Stored records
= Beginning of Section =
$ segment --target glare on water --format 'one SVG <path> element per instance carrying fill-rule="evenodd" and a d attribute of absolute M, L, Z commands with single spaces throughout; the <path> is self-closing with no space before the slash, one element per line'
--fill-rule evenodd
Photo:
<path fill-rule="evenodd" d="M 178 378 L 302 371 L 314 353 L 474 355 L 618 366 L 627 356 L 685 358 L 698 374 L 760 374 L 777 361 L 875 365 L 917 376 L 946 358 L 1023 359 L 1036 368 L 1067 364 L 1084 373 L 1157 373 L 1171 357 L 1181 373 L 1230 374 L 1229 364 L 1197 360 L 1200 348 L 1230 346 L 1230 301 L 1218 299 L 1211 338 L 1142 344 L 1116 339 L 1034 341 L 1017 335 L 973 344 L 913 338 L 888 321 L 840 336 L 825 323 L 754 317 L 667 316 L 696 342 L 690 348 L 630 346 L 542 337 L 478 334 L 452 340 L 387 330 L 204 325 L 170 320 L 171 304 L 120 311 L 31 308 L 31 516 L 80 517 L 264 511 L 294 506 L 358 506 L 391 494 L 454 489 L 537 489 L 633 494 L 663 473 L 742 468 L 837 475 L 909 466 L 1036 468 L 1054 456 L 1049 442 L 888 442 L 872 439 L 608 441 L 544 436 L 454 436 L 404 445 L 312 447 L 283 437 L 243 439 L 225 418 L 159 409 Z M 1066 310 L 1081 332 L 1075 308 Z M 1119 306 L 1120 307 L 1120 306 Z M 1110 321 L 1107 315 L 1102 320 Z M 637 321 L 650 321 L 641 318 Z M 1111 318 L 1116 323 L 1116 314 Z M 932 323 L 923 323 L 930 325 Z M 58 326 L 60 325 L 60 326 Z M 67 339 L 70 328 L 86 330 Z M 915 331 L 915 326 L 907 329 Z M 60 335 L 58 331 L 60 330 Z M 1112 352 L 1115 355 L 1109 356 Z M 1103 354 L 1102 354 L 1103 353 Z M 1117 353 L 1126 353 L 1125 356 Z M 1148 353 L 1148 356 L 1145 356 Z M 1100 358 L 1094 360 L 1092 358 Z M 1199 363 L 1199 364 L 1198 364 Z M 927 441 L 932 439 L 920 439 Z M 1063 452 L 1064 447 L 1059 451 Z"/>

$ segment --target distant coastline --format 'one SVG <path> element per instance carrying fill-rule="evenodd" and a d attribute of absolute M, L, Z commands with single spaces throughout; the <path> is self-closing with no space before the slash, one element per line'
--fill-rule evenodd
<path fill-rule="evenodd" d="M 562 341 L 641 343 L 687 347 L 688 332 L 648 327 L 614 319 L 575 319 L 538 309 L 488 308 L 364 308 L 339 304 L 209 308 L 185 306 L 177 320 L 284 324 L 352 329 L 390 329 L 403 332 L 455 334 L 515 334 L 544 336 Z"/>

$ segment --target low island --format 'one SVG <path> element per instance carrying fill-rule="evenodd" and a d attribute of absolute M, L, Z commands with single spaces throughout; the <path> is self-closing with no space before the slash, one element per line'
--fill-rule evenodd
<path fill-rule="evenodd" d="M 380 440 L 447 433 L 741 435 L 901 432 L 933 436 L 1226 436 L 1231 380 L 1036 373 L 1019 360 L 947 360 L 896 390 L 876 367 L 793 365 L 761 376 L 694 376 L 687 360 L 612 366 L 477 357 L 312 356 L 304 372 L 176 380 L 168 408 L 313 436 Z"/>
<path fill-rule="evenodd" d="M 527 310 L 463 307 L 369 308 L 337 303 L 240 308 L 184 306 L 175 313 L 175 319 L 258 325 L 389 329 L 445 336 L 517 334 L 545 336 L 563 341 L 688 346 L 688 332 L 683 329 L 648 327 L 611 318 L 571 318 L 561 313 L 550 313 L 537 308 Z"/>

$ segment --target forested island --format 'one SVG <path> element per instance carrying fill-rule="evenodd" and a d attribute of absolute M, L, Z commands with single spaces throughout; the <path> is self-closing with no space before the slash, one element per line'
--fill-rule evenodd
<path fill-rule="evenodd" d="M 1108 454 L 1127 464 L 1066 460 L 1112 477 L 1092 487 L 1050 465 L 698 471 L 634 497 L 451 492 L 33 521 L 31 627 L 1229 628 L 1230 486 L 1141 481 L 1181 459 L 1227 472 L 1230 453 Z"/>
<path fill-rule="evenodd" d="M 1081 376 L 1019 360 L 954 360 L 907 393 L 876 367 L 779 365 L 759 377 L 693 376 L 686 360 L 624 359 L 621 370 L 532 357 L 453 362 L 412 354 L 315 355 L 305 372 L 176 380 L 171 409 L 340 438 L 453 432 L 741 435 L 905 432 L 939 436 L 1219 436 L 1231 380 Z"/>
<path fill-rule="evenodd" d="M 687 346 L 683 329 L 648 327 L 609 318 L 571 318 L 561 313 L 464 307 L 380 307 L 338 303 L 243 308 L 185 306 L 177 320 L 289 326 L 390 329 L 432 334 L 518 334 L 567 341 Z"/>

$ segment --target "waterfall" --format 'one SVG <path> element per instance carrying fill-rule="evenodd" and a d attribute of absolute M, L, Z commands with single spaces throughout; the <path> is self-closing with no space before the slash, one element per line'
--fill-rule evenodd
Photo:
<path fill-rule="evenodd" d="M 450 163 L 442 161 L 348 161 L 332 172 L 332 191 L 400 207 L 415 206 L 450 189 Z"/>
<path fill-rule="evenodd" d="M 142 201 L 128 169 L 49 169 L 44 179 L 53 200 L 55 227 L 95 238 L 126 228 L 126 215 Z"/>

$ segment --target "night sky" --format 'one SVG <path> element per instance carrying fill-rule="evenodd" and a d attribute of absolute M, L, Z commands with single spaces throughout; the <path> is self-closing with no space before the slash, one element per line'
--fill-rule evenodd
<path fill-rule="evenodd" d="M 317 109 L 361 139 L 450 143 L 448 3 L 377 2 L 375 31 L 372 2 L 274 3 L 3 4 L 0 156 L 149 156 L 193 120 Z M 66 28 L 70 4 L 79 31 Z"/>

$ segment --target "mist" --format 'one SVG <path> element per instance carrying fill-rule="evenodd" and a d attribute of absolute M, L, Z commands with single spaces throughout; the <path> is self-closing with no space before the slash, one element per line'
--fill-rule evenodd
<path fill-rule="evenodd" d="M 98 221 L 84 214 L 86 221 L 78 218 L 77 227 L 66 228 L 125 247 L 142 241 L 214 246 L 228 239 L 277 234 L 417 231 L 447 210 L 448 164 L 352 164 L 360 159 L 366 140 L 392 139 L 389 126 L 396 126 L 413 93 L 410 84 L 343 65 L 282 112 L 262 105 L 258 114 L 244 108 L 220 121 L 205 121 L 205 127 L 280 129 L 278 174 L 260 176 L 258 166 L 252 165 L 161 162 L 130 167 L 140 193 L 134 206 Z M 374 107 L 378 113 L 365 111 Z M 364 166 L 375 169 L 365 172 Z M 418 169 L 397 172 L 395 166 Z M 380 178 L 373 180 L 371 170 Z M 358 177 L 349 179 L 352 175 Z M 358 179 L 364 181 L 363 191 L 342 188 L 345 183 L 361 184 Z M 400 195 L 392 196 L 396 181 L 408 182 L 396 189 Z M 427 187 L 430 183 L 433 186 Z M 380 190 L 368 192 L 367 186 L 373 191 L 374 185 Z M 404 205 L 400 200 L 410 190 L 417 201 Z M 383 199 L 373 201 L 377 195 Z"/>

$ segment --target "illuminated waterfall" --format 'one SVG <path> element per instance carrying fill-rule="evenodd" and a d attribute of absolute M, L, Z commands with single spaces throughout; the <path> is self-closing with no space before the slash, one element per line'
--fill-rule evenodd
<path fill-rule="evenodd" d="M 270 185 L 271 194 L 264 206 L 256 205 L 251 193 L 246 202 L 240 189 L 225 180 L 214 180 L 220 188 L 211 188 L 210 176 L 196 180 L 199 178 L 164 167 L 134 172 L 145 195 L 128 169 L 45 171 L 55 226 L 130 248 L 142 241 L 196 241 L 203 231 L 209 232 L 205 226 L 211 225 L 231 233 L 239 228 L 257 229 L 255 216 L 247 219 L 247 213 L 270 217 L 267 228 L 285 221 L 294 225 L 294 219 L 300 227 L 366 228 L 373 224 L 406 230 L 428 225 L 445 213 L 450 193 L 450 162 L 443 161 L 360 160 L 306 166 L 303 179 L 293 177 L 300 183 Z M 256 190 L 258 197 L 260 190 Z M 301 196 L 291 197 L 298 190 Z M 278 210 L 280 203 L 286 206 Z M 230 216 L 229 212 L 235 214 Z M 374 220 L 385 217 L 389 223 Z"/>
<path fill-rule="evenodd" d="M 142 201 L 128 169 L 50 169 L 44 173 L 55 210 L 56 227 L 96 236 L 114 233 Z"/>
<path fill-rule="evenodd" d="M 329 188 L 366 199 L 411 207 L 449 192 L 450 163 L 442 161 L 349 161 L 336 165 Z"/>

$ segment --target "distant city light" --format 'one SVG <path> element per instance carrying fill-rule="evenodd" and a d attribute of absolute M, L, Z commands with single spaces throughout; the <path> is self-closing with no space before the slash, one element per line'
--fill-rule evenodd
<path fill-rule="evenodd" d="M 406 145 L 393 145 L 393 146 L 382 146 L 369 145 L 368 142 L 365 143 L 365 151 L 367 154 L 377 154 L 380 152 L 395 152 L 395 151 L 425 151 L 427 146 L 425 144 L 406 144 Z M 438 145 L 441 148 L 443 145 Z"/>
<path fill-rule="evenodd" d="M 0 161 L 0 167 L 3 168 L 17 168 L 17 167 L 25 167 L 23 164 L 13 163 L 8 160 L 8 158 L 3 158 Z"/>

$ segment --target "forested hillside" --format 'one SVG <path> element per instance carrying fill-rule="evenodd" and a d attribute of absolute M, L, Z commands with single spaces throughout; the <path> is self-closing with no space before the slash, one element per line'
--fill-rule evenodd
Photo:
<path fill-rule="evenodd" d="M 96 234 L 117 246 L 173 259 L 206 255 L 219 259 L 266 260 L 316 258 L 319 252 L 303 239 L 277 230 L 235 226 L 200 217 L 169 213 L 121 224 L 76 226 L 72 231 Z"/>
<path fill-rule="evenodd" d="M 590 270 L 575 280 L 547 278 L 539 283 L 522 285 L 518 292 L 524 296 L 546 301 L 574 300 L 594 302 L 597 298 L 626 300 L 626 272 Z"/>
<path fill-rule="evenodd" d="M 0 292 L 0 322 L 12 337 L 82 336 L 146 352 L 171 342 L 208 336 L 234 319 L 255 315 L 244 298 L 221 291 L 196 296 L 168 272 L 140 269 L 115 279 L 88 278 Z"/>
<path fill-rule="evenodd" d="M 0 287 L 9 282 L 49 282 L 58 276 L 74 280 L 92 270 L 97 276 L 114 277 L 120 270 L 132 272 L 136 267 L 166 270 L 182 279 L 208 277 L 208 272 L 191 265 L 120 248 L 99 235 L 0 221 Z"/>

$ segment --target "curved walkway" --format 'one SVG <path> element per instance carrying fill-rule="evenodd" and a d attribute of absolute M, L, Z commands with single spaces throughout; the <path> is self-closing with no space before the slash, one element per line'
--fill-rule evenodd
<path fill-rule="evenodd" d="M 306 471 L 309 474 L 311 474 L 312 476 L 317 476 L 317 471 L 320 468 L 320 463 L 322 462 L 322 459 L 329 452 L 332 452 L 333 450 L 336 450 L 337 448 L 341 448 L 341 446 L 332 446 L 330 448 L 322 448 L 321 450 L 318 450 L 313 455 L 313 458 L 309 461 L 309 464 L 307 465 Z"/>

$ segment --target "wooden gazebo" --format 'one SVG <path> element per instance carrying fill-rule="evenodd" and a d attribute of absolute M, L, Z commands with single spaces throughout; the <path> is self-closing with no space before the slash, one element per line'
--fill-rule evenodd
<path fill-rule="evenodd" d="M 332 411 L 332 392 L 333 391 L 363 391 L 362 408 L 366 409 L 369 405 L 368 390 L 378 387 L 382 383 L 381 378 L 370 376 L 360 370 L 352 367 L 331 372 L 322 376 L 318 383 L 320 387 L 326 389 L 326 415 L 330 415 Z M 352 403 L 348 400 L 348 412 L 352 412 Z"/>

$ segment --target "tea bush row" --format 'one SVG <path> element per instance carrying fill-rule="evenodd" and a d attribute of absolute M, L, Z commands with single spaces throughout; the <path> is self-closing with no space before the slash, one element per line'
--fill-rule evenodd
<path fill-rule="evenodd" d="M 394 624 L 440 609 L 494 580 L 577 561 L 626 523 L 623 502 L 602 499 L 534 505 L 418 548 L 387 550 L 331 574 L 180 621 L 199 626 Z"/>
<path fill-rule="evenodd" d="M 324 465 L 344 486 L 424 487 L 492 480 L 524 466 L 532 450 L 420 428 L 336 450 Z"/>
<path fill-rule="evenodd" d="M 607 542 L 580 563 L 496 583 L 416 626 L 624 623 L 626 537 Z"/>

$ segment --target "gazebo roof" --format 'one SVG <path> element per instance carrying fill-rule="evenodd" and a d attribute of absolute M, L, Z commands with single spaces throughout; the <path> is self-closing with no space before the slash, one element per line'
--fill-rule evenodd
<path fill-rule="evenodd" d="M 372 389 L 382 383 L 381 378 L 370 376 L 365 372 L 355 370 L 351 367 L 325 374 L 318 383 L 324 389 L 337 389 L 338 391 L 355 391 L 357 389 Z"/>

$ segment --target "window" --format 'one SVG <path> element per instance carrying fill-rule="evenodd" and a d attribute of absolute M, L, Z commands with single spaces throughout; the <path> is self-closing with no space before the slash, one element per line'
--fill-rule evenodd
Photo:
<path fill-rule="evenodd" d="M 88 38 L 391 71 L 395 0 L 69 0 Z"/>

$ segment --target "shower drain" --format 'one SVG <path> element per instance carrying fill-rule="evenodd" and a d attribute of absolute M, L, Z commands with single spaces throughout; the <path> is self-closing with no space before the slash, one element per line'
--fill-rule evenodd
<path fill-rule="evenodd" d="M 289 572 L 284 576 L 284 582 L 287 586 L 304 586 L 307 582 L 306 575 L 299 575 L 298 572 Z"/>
= End of Section =
### [Try it]
Which of the lines above mention the word "waterfall"? Pull those lines out.

### [Answer area]
$ segment --target "waterfall" --format 'one SVG <path> element per instance carrying fill-rule="evenodd" and a d attribute of absolute M, L, Z commands with single spaces throughout; the <path> is self-closing with no space before the slash, one element per line'
$ segment --target "illuminated waterfall" --format 'one SVG <path> element per instance carrying fill-rule="evenodd" and a d attribute of absolute M, L, Z commands with single spaces throughout; the <path> is self-closing with no space before the slash, one element per line'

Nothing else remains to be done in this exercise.